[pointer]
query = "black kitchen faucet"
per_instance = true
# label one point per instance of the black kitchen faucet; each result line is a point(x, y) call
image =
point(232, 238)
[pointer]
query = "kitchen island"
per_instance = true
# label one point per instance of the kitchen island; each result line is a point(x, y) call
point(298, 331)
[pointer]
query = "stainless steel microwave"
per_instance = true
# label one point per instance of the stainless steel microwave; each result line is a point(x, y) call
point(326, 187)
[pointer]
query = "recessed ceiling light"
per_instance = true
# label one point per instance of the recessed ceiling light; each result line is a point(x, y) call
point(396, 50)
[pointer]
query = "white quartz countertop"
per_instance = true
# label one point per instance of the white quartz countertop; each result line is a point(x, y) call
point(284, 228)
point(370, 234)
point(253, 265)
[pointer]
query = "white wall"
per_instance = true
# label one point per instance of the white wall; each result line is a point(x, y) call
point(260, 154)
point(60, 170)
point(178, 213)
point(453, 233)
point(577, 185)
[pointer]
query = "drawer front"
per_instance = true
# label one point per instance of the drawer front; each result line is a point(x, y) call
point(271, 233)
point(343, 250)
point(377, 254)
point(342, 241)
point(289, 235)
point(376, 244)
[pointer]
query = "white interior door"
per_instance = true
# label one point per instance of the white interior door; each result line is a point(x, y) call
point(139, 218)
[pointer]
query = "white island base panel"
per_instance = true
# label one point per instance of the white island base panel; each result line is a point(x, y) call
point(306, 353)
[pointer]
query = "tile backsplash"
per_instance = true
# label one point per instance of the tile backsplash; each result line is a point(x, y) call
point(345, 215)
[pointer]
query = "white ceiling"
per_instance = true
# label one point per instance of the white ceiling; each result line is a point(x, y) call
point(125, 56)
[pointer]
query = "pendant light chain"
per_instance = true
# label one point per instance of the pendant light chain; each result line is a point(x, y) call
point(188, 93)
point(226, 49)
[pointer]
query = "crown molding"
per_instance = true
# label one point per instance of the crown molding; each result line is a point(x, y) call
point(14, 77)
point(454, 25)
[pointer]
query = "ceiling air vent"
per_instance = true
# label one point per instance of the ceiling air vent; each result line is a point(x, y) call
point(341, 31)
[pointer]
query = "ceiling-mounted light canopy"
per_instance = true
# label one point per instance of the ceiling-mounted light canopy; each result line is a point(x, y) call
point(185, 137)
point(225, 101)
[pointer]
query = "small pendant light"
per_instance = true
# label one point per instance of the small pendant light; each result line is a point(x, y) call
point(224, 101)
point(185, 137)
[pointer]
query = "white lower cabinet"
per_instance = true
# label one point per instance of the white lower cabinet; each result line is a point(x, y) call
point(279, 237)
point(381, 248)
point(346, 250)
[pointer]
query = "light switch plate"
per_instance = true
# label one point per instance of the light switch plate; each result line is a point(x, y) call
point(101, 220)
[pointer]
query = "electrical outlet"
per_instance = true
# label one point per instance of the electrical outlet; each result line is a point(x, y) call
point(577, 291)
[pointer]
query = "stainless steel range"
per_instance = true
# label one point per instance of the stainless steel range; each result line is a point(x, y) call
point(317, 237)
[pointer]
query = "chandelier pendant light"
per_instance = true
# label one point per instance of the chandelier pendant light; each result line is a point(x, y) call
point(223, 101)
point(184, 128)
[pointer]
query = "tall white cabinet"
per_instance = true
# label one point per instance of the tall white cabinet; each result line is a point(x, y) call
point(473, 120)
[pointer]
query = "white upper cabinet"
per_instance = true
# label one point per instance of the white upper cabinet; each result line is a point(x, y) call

■ ■ ■ ■

Reproduce all of the material above word for word, keeping every line in its original order.

[pointer]
query = "black kitchen faucet"
per_instance = true
# label one point per instance of the black kitchen faucet; each result line is a point(x, y) call
image =
point(232, 238)
[pointer]
query = "kitchen island"
per_instance = true
# label one point per instance of the kitchen island; each result line is a point(x, y) call
point(298, 331)
[pointer]
query = "stainless steel microwave"
per_instance = true
# label one point per instance of the stainless steel microwave; each result line is a point(x, y) call
point(326, 187)
[pointer]
query = "recessed ceiling light"
per_instance = true
# label one point per instance of the recessed ceiling light; each result line is a point(x, y) call
point(396, 50)
[pointer]
query = "white quartz countertop"
per_instance = true
# label one point per instance of the white quartz countertop; each result line is a point(x, y) call
point(284, 228)
point(370, 234)
point(253, 265)
[pointer]
query = "white wall"
per_instance = true
# label one point per instance of the white wall; each result line is a point(x, y) call
point(260, 154)
point(60, 170)
point(178, 213)
point(453, 233)
point(577, 185)
[pointer]
query = "drawer front"
per_instance = true
# label one point per instance of the drawer front; each result line is a point(x, y) call
point(271, 233)
point(343, 250)
point(377, 254)
point(342, 241)
point(289, 235)
point(376, 244)
[pointer]
query = "white interior door"
per_instance = true
# label one point per instance of the white interior door; each result line is a point(x, y) call
point(139, 218)
[pointer]
query = "white island base panel"
per_instance = true
# label one point per instance of the white island base panel; each result line is a point(x, y) call
point(306, 353)
[pointer]
query = "tile backsplash"
per_instance = true
# label one point per instance of the tile backsplash; each result line is a point(x, y) call
point(345, 215)
[pointer]
query = "white ceiling"
per_instance = true
# label one point per instance of the white ceiling; each result line is a point(x, y) call
point(125, 56)
[pointer]
query = "pendant light chain"
per_instance = true
# label one point per instance of the pendant light chain; each result line is a point(x, y) call
point(188, 93)
point(226, 49)
[pointer]
query = "crown molding"
per_instance = true
# label one point per instance of the crown molding; each result line is a point(x, y) call
point(14, 77)
point(454, 25)
[pointer]
query = "ceiling air vent"
per_instance = true
# label one point per instance of the ceiling air vent; each result line is a point(x, y) call
point(341, 31)
[pointer]
query = "ceiling-mounted light canopy"
per_instance = true
# label one point per instance of the ceiling-mounted light canopy; each result line is a point(x, y) call
point(185, 137)
point(225, 101)
[pointer]
query = "small pendant light"
per_instance = true
# label one point per instance of the small pendant light; each result line is a point(x, y) call
point(224, 101)
point(185, 137)
[pointer]
query = "white lower cabinet"
per_instance = true
# label one point per instance of the white lower cabinet; each result line is a point(x, y) call
point(279, 237)
point(381, 248)
point(346, 250)
[pointer]
query = "light switch plate"
per_instance = true
# label one point per instance of the light switch plate; each result line is a point(x, y) call
point(101, 220)
[pointer]
query = "electrical outlet"
per_instance = true
# label one point per instance of the electrical outlet; each result line is a point(x, y) call
point(577, 291)
[pointer]
query = "stainless steel range"
per_instance = true
# label one point per instance of the stainless steel range; each result line is a point(x, y) call
point(317, 237)
[pointer]
query = "chandelier pendant light"
per_instance = true
# label one point per instance of the chandelier pendant light; each result line is a point(x, y) call
point(223, 101)
point(184, 128)
[pointer]
query = "tall white cabinet"
per_instance = true
# label one point per instance of the tall white cabinet; each result line is a point(x, y) call
point(473, 120)
[pointer]
query = "white upper cabinet"
per_instance = true
# label one point per instance of the white upper cabinet; each result line is a point(x, y) call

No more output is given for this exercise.